Start Data rows

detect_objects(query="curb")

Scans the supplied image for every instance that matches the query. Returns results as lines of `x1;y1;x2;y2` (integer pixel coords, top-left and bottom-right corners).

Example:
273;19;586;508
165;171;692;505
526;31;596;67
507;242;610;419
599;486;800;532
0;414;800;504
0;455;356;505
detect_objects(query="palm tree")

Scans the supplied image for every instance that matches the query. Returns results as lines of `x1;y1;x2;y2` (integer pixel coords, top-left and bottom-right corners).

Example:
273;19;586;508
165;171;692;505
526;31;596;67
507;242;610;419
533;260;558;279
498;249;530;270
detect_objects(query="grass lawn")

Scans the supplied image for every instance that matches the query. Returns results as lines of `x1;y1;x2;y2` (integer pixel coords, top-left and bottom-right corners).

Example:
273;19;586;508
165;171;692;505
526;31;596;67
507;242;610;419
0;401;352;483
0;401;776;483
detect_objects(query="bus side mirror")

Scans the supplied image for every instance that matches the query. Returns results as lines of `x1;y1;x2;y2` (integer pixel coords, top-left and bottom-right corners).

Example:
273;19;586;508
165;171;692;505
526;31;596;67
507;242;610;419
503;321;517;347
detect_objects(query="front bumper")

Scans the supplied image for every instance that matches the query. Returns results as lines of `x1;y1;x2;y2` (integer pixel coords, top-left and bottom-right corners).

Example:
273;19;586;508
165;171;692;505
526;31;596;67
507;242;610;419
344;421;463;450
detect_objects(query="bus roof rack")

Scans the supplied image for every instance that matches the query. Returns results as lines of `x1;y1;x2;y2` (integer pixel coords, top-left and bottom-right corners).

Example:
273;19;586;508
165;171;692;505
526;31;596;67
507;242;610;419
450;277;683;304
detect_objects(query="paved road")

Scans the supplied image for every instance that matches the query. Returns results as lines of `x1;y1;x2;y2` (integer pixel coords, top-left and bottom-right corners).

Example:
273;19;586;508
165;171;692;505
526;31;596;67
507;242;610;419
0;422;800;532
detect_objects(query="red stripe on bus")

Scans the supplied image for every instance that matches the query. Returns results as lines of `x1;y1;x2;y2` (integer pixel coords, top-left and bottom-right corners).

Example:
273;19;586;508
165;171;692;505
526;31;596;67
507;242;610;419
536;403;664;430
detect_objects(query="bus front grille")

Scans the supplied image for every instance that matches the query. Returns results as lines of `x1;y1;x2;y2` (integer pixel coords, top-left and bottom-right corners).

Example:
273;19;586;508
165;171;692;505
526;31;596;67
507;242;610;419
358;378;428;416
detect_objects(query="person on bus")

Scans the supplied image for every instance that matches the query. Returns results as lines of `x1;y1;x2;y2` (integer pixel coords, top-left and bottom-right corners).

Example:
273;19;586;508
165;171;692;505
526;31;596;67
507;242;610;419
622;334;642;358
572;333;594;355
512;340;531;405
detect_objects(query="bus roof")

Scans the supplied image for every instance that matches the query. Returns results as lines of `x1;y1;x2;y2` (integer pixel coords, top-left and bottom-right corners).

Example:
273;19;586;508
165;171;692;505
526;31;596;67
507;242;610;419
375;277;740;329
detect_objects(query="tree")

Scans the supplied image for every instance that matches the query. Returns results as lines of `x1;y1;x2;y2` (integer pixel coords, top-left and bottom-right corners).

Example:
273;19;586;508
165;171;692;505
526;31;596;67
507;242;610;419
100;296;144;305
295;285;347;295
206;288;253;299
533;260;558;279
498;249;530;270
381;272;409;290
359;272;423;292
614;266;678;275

End Data rows

§ What the task requires
Print every line of the items again with no changes.

§ Reply to the exercise
detect_objects(query="curb")

Scans the supplied image for every instance that matches the query. Returns results as lines of `x1;y1;x2;y2` (integer pixel coords, top-left and bottom-right corners).

Example:
273;19;586;508
165;171;692;505
526;31;596;67
507;242;610;419
599;486;800;532
0;414;800;504
0;455;356;505
detect_objects(query="palm tree")

Scans the supplied image for every instance that matches the query. Returns results as lines of `x1;y1;x2;y2` (integer pixel coords, top-left and bottom-right corners).

Example:
273;19;586;508
165;171;692;505
526;31;596;67
507;242;610;419
533;260;558;279
498;249;530;270
detect_objects(query="grass lawn")

Scans the supplied image for every instance that matches the query. Returns results as lines of `x1;y1;x2;y2` (integer pixel coords, top-left and bottom-right corners).

Example:
273;19;586;508
165;171;692;505
526;31;596;67
507;242;610;419
0;401;352;483
0;401;776;483
detect_objects(query="bus side mirror")

Scans the supplied image for every instance that matches the query. Returns results as lines of `x1;y1;x2;y2` (integer pixel coords, top-left and bottom-right corners).

Example:
273;19;586;508
165;171;692;505
526;31;596;67
507;242;610;419
503;321;517;347
detect_objects(query="front bumper")

Scans the supplied image for every instance that matches the query. Returns results as lines of `x1;y1;x2;y2` (integer pixel coords, top-left and bottom-right corners).

Example:
273;19;586;508
165;171;692;505
526;31;596;67
507;242;610;419
344;421;463;450
detect_objects(query="bus roof rack")

Scans the supplied image for every instance that matches the query. Returns results as lines of `x1;y1;x2;y2` (integer pixel coords, top-left and bottom-right corners).

Example:
273;19;586;508
165;171;692;505
526;31;596;67
507;242;610;419
450;277;683;304
detect_objects(query="paved road")

Scans the supplied image for every instance that matches the query. Returns results as lines of `x1;y1;x2;y2` (integer pixel coords, top-left and bottom-right corners).

Example:
273;19;586;508
165;171;692;505
526;31;596;67
507;242;610;419
0;422;800;532
detect_objects(query="red stripe on bus")

Scans the supplied image for every instance that matches the query. Returns results as lines of `x1;y1;x2;y2` (integer pixel coords, top-left and bottom-right corners).

Example:
273;19;586;508
165;171;692;505
526;31;596;67
507;242;610;419
536;403;664;430
detect_objects(query="bus front grille")

Scans the supplied image for every instance that matches the query. Returns results as lines of `x1;y1;x2;y2` (integer pixel coords, top-left and bottom-right corners).

Example:
273;19;586;508
165;171;692;505
526;31;596;67
507;242;610;419
358;378;428;416
detect_objects(query="person on bus")

Scans the supplied image for every instance that matches the query. Returns results as lines of `x1;y1;x2;y2` (integer pixel coords, top-left and bottom-right corners).

Example:
273;19;586;508
165;171;692;505
526;31;596;67
507;242;610;419
622;334;642;358
572;333;594;355
512;340;531;405
detect_objects(query="bus roof")

Scans the supplied image for every instance that matches the query. Returns results as lines of `x1;y1;x2;y2` (integer pixel coords, top-left and bottom-right corners).

Example:
273;19;586;508
165;171;692;505
526;31;596;67
507;242;610;419
375;277;740;329
detect_objects(query="tree")

Scans the supplied image for every instance that matches the query. Returns results as lines of `x1;y1;x2;y2` (integer pixel coords, top-left and bottom-right corners).

Example:
273;19;586;508
165;171;692;505
526;31;596;67
507;242;610;419
100;296;144;305
295;285;347;295
206;288;253;299
533;260;558;279
498;249;530;270
381;272;409;290
359;272;423;292
614;266;678;275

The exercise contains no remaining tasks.